DIRECTIONS FOR THIS TASK — Reproduce the listing below verbatim.

::: SOURCE RECORDS :::

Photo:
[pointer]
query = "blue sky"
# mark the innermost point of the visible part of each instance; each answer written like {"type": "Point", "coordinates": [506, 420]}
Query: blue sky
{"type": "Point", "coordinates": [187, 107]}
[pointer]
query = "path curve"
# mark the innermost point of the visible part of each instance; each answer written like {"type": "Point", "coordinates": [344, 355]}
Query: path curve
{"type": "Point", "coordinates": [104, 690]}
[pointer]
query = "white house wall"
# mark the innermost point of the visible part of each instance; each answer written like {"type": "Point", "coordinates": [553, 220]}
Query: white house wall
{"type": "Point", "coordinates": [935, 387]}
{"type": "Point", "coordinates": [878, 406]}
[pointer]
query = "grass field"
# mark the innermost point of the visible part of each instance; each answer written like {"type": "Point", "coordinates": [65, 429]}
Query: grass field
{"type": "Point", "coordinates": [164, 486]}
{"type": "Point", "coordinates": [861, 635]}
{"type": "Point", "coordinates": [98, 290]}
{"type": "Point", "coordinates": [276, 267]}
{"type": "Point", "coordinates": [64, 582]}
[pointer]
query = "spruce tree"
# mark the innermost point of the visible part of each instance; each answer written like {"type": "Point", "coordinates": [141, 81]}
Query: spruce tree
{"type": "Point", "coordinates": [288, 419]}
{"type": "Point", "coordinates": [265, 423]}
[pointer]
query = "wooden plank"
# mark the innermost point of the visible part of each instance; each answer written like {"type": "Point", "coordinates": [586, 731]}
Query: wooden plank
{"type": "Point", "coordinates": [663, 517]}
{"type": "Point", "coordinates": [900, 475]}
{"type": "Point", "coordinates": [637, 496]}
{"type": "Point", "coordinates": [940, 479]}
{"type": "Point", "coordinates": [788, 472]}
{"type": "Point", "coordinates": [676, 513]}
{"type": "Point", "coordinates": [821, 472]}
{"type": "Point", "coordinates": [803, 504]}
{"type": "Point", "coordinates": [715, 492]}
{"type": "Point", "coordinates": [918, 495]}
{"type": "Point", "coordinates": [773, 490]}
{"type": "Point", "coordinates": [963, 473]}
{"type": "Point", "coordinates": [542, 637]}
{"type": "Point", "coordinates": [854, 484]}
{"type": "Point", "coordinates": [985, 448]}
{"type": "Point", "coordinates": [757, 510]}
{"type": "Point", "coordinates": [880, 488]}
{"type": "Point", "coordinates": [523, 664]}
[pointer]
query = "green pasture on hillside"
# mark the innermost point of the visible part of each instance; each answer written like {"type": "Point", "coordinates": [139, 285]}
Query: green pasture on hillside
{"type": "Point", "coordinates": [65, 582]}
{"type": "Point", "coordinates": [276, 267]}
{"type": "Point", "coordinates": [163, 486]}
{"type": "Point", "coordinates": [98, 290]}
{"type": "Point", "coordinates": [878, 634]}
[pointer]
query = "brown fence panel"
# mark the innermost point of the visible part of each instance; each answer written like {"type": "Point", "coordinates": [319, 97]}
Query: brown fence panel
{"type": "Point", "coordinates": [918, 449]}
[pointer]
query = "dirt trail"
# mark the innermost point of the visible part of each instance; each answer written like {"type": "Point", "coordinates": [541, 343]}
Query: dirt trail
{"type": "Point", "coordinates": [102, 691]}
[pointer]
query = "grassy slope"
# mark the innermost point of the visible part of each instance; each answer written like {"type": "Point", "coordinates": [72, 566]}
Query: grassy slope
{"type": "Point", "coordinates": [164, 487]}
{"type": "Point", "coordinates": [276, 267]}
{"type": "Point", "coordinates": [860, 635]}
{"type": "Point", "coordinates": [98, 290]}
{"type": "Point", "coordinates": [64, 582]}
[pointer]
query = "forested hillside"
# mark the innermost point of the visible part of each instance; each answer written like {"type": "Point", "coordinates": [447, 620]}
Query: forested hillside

:::

TASK SOLUTION —
Photo:
[pointer]
query = "blue sky"
# mark the innermost point of the visible part of each instance; each answer written like {"type": "Point", "coordinates": [506, 420]}
Query: blue sky
{"type": "Point", "coordinates": [187, 107]}
[pointer]
query = "path curve"
# mark the innermost point of the visible part of each instance; each answer written like {"type": "Point", "coordinates": [344, 355]}
Query: path curve
{"type": "Point", "coordinates": [104, 690]}
[pointer]
query = "white house wall"
# mark the innermost point of the visible part of each instance; each answer written like {"type": "Point", "coordinates": [553, 220]}
Query: white house wall
{"type": "Point", "coordinates": [935, 387]}
{"type": "Point", "coordinates": [878, 406]}
[pointer]
query = "grass field"
# mark the innermost point of the visible part of each instance; each answer written like {"type": "Point", "coordinates": [65, 429]}
Query: grass field
{"type": "Point", "coordinates": [164, 486]}
{"type": "Point", "coordinates": [861, 635]}
{"type": "Point", "coordinates": [98, 290]}
{"type": "Point", "coordinates": [276, 267]}
{"type": "Point", "coordinates": [64, 582]}
[pointer]
query = "spruce tree"
# mark the innermost point of the visible part of each instance; each answer written like {"type": "Point", "coordinates": [141, 81]}
Query: spruce tree
{"type": "Point", "coordinates": [288, 419]}
{"type": "Point", "coordinates": [265, 423]}
[pointer]
query = "wooden plank"
# mark the innermost point of the visible part of each instance; each answer written like {"type": "Point", "coordinates": [586, 731]}
Query: wooden plank
{"type": "Point", "coordinates": [663, 517]}
{"type": "Point", "coordinates": [900, 475]}
{"type": "Point", "coordinates": [637, 496]}
{"type": "Point", "coordinates": [940, 479]}
{"type": "Point", "coordinates": [788, 472]}
{"type": "Point", "coordinates": [676, 513]}
{"type": "Point", "coordinates": [821, 472]}
{"type": "Point", "coordinates": [803, 504]}
{"type": "Point", "coordinates": [715, 492]}
{"type": "Point", "coordinates": [918, 495]}
{"type": "Point", "coordinates": [773, 490]}
{"type": "Point", "coordinates": [963, 473]}
{"type": "Point", "coordinates": [542, 637]}
{"type": "Point", "coordinates": [854, 484]}
{"type": "Point", "coordinates": [985, 448]}
{"type": "Point", "coordinates": [757, 510]}
{"type": "Point", "coordinates": [880, 488]}
{"type": "Point", "coordinates": [523, 664]}
[pointer]
query = "green pasture on hillside"
# mark the innermost point of the visible part of each instance; each answer written like {"type": "Point", "coordinates": [139, 285]}
Query: green pasture on hillside
{"type": "Point", "coordinates": [65, 582]}
{"type": "Point", "coordinates": [276, 267]}
{"type": "Point", "coordinates": [163, 486]}
{"type": "Point", "coordinates": [98, 290]}
{"type": "Point", "coordinates": [878, 634]}
[pointer]
query = "brown fence panel"
# mark the innermost point of the visible part of each instance; each answer written like {"type": "Point", "coordinates": [319, 97]}
Query: brown fence panel
{"type": "Point", "coordinates": [918, 449]}
[pointer]
query = "dirt trail"
# mark the innermost point of the visible part of each instance; each answer written like {"type": "Point", "coordinates": [541, 343]}
Query: dirt trail
{"type": "Point", "coordinates": [102, 691]}
[pointer]
query = "grassy slope"
# mark the innermost point of the visible part of each instance; each answer written like {"type": "Point", "coordinates": [72, 566]}
Query: grassy slope
{"type": "Point", "coordinates": [164, 487]}
{"type": "Point", "coordinates": [276, 267]}
{"type": "Point", "coordinates": [860, 635]}
{"type": "Point", "coordinates": [98, 290]}
{"type": "Point", "coordinates": [64, 582]}
[pointer]
query = "forested hillside"
# mark the innermost point of the visible part of each instance; each answer written like {"type": "Point", "coordinates": [447, 620]}
Query: forested hillside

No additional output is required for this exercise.